- Source passage -
•••

I have tried a few techniques with varied success. I started using wool daubers to apply water and oil based dyes, and found that it applied unevenly; if one stroke overlapped another stroke, that section would be darker than the others. It was very hard to achieve a consistant, even look. Even when using dye prep I got the same results.

So I decided to try submerging the leather in dye. This was easy to do with small projects like bracelets, though it uses a lot of dye really fast. I liked this technique because the edges and bottom of the project would all be dyed the same colour. Though it takes 2 days to completely dry.

What techniques do you folks use? I could use some advice before I run out of dye.

Can you water dyes down? Water down oil based dyes?

Thanks to everyone who replies.

FWIW from the old grump; For 'mechanical' application of dyes I used a small piece of sponge --- clean, unused sponge --- and gloves. Wipe one coat on vertically, wait a bit and apply a second coat at 90 degrees to the first. If needed, a third coat at 45 degrees to the preceding one.

•••

- Stored records -

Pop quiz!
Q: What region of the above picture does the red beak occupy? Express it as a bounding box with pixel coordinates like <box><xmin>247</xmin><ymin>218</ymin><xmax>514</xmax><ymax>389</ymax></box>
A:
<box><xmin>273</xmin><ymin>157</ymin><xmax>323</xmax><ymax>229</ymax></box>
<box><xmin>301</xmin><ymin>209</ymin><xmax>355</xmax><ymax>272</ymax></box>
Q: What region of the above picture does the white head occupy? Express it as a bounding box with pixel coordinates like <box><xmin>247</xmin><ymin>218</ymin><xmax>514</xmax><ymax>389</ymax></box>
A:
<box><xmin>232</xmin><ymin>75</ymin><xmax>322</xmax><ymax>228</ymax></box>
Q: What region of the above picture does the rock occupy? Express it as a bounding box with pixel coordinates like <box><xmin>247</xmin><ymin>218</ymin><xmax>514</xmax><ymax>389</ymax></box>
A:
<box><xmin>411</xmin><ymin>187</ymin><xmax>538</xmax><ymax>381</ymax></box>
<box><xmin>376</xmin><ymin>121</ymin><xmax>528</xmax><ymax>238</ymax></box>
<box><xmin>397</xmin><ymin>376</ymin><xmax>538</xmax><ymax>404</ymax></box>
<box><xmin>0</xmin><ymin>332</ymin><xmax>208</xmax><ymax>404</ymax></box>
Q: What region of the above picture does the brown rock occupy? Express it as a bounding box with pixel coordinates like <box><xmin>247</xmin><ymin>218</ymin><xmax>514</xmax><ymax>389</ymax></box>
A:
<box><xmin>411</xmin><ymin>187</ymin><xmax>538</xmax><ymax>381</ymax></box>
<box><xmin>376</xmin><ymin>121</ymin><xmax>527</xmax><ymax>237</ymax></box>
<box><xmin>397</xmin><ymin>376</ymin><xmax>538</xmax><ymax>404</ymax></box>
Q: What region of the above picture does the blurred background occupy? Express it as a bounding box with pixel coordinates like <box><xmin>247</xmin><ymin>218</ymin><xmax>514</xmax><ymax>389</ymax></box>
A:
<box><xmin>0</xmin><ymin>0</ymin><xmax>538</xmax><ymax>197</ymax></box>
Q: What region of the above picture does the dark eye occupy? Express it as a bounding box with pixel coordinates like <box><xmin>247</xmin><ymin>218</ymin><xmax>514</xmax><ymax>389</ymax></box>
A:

•••

- Goal -
Copy the leather-dyeing text from "So I decided" up to and including "the preceding one.", swapping "sponge" for "cloth".

- Response to this exercise -
So I decided to try submerging the leather in dye. This was easy to do with small projects like bracelets, though it uses a lot of dye really fast. I liked this technique because the edges and bottom of the project would all be dyed the same colour. Though it takes 2 days to completely dry.

What techniques do you folks use? I could use some advice before I run out of dye.

Can you water dyes down? Water down oil based dyes?

Thanks to everyone who replies.

FWIW from the old grump; For 'mechanical' application of dyes I used a small piece of cloth --- clean, unused cloth --- and gloves. Wipe one coat on vertically, wait a bit and apply a second coat at 90 degrees to the first. If needed, a third coat at 45 degrees to the preceding one.